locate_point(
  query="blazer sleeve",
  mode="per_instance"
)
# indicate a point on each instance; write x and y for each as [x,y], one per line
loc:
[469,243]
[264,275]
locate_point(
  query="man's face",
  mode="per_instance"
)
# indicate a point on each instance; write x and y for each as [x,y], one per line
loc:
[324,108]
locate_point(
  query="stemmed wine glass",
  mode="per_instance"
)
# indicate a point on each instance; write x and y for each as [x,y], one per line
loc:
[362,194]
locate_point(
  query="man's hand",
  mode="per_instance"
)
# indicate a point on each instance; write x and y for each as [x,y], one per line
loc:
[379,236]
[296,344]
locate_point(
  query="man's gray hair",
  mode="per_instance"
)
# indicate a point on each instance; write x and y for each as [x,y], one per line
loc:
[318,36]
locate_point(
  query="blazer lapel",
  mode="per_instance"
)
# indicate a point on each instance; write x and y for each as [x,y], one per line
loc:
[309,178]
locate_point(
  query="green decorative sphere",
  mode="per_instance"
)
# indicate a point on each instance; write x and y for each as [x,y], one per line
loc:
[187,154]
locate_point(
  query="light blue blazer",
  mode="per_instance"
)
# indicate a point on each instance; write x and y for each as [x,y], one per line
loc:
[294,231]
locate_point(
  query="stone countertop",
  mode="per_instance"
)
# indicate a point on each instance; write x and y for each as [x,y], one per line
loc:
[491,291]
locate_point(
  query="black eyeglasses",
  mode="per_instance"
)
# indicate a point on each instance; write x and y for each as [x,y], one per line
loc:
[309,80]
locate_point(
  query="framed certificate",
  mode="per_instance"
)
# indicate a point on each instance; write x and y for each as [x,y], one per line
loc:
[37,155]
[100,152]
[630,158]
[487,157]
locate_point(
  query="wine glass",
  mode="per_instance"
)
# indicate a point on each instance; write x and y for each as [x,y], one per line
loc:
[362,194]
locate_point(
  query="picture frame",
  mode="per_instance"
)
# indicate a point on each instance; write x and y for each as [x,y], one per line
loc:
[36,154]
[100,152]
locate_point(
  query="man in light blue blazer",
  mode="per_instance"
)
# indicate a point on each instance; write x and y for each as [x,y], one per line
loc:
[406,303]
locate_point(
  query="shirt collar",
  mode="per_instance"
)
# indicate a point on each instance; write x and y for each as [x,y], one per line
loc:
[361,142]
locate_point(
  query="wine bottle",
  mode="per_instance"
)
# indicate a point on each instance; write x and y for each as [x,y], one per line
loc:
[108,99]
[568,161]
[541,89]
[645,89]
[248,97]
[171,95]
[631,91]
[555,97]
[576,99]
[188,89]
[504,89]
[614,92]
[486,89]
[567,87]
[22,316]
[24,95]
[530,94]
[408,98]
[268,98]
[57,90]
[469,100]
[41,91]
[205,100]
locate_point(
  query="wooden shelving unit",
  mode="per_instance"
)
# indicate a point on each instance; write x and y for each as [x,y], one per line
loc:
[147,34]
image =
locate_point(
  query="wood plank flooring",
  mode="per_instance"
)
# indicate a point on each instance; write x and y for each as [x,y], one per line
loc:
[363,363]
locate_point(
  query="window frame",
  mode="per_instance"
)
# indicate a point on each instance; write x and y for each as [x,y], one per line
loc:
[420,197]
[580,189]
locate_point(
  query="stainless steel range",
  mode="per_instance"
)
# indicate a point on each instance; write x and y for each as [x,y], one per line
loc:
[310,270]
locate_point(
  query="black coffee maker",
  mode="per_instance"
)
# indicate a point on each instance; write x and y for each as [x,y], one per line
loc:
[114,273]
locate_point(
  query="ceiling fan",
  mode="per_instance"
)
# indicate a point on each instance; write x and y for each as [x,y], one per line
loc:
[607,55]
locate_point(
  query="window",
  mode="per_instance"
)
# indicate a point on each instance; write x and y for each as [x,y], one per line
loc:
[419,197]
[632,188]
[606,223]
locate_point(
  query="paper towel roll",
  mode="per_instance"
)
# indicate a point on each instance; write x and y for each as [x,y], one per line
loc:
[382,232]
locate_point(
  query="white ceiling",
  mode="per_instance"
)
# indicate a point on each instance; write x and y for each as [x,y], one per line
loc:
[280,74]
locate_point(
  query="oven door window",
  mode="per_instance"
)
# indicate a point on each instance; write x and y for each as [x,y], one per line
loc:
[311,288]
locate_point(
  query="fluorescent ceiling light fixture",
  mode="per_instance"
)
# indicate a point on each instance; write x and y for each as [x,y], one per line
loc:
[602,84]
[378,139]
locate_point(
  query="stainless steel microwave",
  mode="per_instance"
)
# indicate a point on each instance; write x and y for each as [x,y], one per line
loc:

Given problem
Write out every record, exactly as written.

Solution for this exercise
locate_point(
  query="blazer sleeve",
  mode="per_instance"
)
# indicate a point on each instance; write x and y for each as [x,y], one per line
loc:
[469,243]
[264,275]
locate_point(
  query="man's face",
  mode="per_instance"
)
# indicate a point on each instance; write x and y for each as [x,y], one per line
loc:
[324,108]
locate_point(
  query="stemmed wine glass",
  mode="per_instance"
)
# indicate a point on each instance; write x and y for each as [x,y], one per line
loc:
[362,194]
locate_point(
  query="man's hand",
  mode="per_instance"
)
# indicate a point on each instance; write x and y for each as [x,y], one per line
loc:
[379,236]
[296,344]
locate_point(
  query="man's gray hair",
  mode="per_instance"
)
# indicate a point on each instance; write x and y for each as [x,y], one per line
loc:
[318,36]
locate_point(
  query="blazer lapel",
  mode="per_instance"
)
# indicate a point on each instance; write x and y for each as [x,y], one per line
loc:
[309,178]
locate_point(
  query="green decorative sphere",
  mode="per_instance"
)
# indicate a point on each instance; write x and y for each as [x,y], one per line
loc:
[187,154]
locate_point(
  query="light blue blazer",
  mode="per_instance"
)
# indicate a point on each instance; write x and y for each as [x,y], one per line
loc:
[294,231]
locate_point(
  query="stone countertop",
  mode="per_instance"
)
# indicate a point on each instance; write x and y for each as [x,y], one per line
loc:
[491,291]
locate_point(
  query="black eyeglasses",
  mode="per_instance"
)
# indicate a point on each instance; write x and y for each as [x,y], one per line
loc:
[309,80]
locate_point(
  query="framed certificate",
  mode="per_instance"
)
# indicate a point on each instance; write x and y for each as [x,y], one per line
loc:
[37,155]
[100,152]
[630,158]
[487,157]
locate_point(
  query="wine glass",
  mode="per_instance"
)
# indicate a point on each instance; write x and y for each as [x,y], one per line
loc:
[362,194]
locate_point(
  query="picture frame",
  mode="per_instance"
)
# indicate a point on each instance; write x and y for each as [x,y], one per line
loc:
[36,154]
[100,152]
locate_point(
  query="man in light blue blazer",
  mode="per_instance"
)
# indicate a point on each instance; write x and y for each as [x,y], one per line
loc:
[406,303]
locate_point(
  query="shirt collar",
  mode="per_instance"
)
# indicate a point on each instance; write x and y for each as [x,y], one per line
loc:
[361,142]
locate_point(
  query="wine bottle",
  mode="per_instance"
)
# indicate a point on each instance; write x and y for each as [x,y], one per line
loc:
[108,99]
[568,161]
[541,89]
[645,89]
[248,97]
[171,95]
[631,91]
[555,97]
[576,99]
[188,89]
[504,89]
[614,92]
[486,89]
[567,87]
[22,316]
[24,95]
[530,94]
[408,98]
[268,98]
[57,90]
[469,100]
[41,91]
[205,100]
locate_point(
  query="wooden shelving unit",
  mode="per_instance"
)
# indicate a point on each instance; write x and y for each as [x,y], one per line
loc:
[147,34]
image =
locate_point(
  query="wood plank flooring",
  mode="per_instance"
)
# indicate a point on each instance; write x and y for each as [x,y], one per line
loc:
[363,363]
locate_point(
  query="window frame",
  mode="per_instance"
)
# indicate a point on each instance; write x and y for each as [x,y], one per line
loc:
[420,197]
[580,189]
locate_point(
  query="stainless steel range",
  mode="per_instance"
)
# indicate a point on each instance; write x and y for each as [x,y], one per line
loc:
[310,270]
locate_point(
  query="black coffee maker",
  mode="per_instance"
)
# indicate a point on each instance; write x and y for each as [x,y], one per line
loc:
[114,273]
locate_point(
  query="ceiling fan",
  mode="per_instance"
)
# indicate a point on each instance; write x and y for each as [x,y], one per line
loc:
[607,55]
locate_point(
  query="window",
  mode="per_instance"
)
# indicate a point on each instance; write x and y for each as [x,y], one per line
loc:
[419,197]
[632,188]
[606,223]
locate_point(
  query="paper towel roll",
  mode="per_instance"
)
# indicate a point on each instance; write x and y for each as [x,y], one per line
loc:
[382,232]
locate_point(
  query="white ceiling",
  mode="per_instance"
)
# indicate a point on each instance; write x and y for each as [x,y], one per line
loc:
[280,74]
locate_point(
  query="oven door window",
  mode="per_instance"
)
# indicate a point on each instance; write x and y for each as [x,y], one per line
loc:
[311,288]
locate_point(
  query="fluorescent ceiling light fixture",
  mode="per_instance"
)
# indicate a point on each instance; write x and y for each as [x,y], one per line
loc:
[602,84]
[378,139]
locate_point(
  query="stainless steel microwave",
  mode="per_instance"
)
# indicate a point on each instance; write x and y for each as [x,y], one per line
loc:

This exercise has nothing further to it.